**Brief**
Every entry should be repeated exactly as written.

**Study material**

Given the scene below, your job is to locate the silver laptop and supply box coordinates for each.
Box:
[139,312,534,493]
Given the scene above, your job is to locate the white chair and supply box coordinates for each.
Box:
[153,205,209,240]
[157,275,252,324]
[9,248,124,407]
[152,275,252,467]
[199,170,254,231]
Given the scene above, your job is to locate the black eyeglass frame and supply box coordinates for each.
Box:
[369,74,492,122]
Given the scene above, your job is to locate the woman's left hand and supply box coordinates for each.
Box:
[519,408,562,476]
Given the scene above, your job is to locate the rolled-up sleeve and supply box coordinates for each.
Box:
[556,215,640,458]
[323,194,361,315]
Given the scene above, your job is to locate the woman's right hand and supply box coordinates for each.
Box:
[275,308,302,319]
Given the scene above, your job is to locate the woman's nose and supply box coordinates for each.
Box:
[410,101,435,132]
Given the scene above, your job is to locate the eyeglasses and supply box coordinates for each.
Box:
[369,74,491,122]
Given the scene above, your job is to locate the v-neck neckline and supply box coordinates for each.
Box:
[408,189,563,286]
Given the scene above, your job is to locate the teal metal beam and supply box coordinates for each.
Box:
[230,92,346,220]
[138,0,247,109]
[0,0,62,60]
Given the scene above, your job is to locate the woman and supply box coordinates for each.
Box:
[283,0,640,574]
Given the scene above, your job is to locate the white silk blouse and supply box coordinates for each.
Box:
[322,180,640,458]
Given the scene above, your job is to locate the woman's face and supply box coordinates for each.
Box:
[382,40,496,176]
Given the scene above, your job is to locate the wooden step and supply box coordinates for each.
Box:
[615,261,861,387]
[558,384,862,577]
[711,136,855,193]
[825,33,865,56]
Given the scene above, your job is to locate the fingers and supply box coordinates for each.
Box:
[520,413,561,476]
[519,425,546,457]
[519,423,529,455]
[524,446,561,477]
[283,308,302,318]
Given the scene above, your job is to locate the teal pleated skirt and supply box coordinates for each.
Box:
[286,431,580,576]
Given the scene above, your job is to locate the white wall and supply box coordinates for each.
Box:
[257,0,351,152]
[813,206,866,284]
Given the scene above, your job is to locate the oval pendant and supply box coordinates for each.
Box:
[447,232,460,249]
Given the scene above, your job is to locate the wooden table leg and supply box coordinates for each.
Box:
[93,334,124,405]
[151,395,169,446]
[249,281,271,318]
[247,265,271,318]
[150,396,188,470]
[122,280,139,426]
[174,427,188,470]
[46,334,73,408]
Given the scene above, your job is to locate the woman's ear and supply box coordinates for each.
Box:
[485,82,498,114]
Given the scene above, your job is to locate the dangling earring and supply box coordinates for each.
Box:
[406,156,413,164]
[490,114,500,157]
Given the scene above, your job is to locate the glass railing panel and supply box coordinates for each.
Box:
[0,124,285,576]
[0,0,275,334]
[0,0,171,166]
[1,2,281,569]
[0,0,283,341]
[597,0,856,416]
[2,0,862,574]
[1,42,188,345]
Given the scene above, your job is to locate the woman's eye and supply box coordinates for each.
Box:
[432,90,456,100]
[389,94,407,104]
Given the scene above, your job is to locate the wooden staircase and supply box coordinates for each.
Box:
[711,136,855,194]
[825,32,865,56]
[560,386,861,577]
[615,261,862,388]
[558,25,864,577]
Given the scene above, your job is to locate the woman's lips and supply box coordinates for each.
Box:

**Task answer**
Given the scene below, your job is to locate the silver laptop and supply box coordinates for each.
Box:
[139,312,534,493]
Given the scene above, your job is to locate the white chair and supply box coordinates for each.
Box:
[153,205,209,240]
[157,275,252,324]
[9,248,124,407]
[152,275,252,467]
[199,170,254,231]
Given the scene above, your job is to locate the black eyeglass frame and supply box coordinates for each.
Box:
[369,74,492,122]
Given the scene above, your job is to locate the woman's left hand and supply box coordinates for each.
Box:
[519,408,562,476]
Given the scene above, your job is to locate the rolled-up sleeve and supply box coordinates for each.
Box:
[556,215,640,458]
[323,194,361,315]
Given the scene above, your job is to locate the woman's right hand and supply box coordinates for each.
Box:
[275,308,302,319]
Given the scene above, your job is to locate the woman's nose and supply box coordinates for each.
Box:
[410,101,435,132]
Given the scene above, your job is to locate the eyeglasses and supply box coordinates for each.
Box:
[369,74,491,122]
Given the scene above, your job is to locate the v-neck neckline and supply box coordinates for each.
Box:
[408,189,563,286]
Given the scene above, your job is to locate the teal metal beam and supply box coordinates for each.
Box:
[230,92,346,220]
[138,0,247,109]
[0,0,62,60]
Given the scene above, your job is to locate the woman and supply box coordinates for each.
Box:
[283,0,640,574]
Given the scene above, your job is to locate the white silk blouse and supply box coordinates for each.
Box:
[322,180,640,458]
Given the scene above, your job is to locate the woman's face and supply box coordinates for each.
Box:
[382,40,496,176]
Given the scene above, your job is to locate the wooden step and supply box coordinates for each.
Box:
[615,261,861,387]
[558,384,862,577]
[711,136,855,193]
[825,33,865,56]
Given the scene above, your job is to locate the fingers and supply box coordinates for each.
Box:
[520,413,561,476]
[519,425,546,457]
[519,423,529,455]
[524,446,561,477]
[283,308,302,318]
Given the scene above, your job is to locate the teal pleated skirt and supply box coordinates for each.
Box:
[286,431,580,576]
Given the scene above, your job is to locate the white wall and supply box coordinates for each.
Box:
[257,0,351,152]
[813,206,866,284]
Given the scene above, your job is to locate the oval pendant and supply box coordinates for each.
Box:
[447,232,460,249]
Given the scene above, your job is to locate the wooden table leg and supply box coordinates for each.
Box:
[93,334,124,405]
[151,395,169,446]
[249,281,271,318]
[247,265,271,318]
[150,396,188,470]
[122,280,139,426]
[174,427,188,470]
[46,334,73,408]
Given the scene above, your job is to locate the woman's ear and supply box coordinates for each.
Box:
[485,82,498,114]
Given the scene above, your job is to locate the dangling earring and supply box coordinates for each.
Box:
[406,156,413,164]
[490,114,500,157]
Given the scene above, your job is to locate the glass railing panel and supply box coordinates for each.
Box:
[0,124,285,576]
[0,0,275,334]
[0,0,171,166]
[1,2,281,569]
[0,0,283,341]
[597,0,856,416]
[2,0,862,574]
[1,42,188,345]
Given the scene above, your job is to locate the woman's eye and supply box coordinates for each.
Box:
[432,90,456,100]
[389,94,407,104]
Given the scene above, your job is to locate the wooden staircase and supply box coordinates for each.
Box:
[711,136,855,194]
[825,32,865,56]
[560,386,861,577]
[615,261,862,388]
[558,25,864,577]
Given the scene above, your job is to locate the woman's lips and supply box coordinates for each.
Box:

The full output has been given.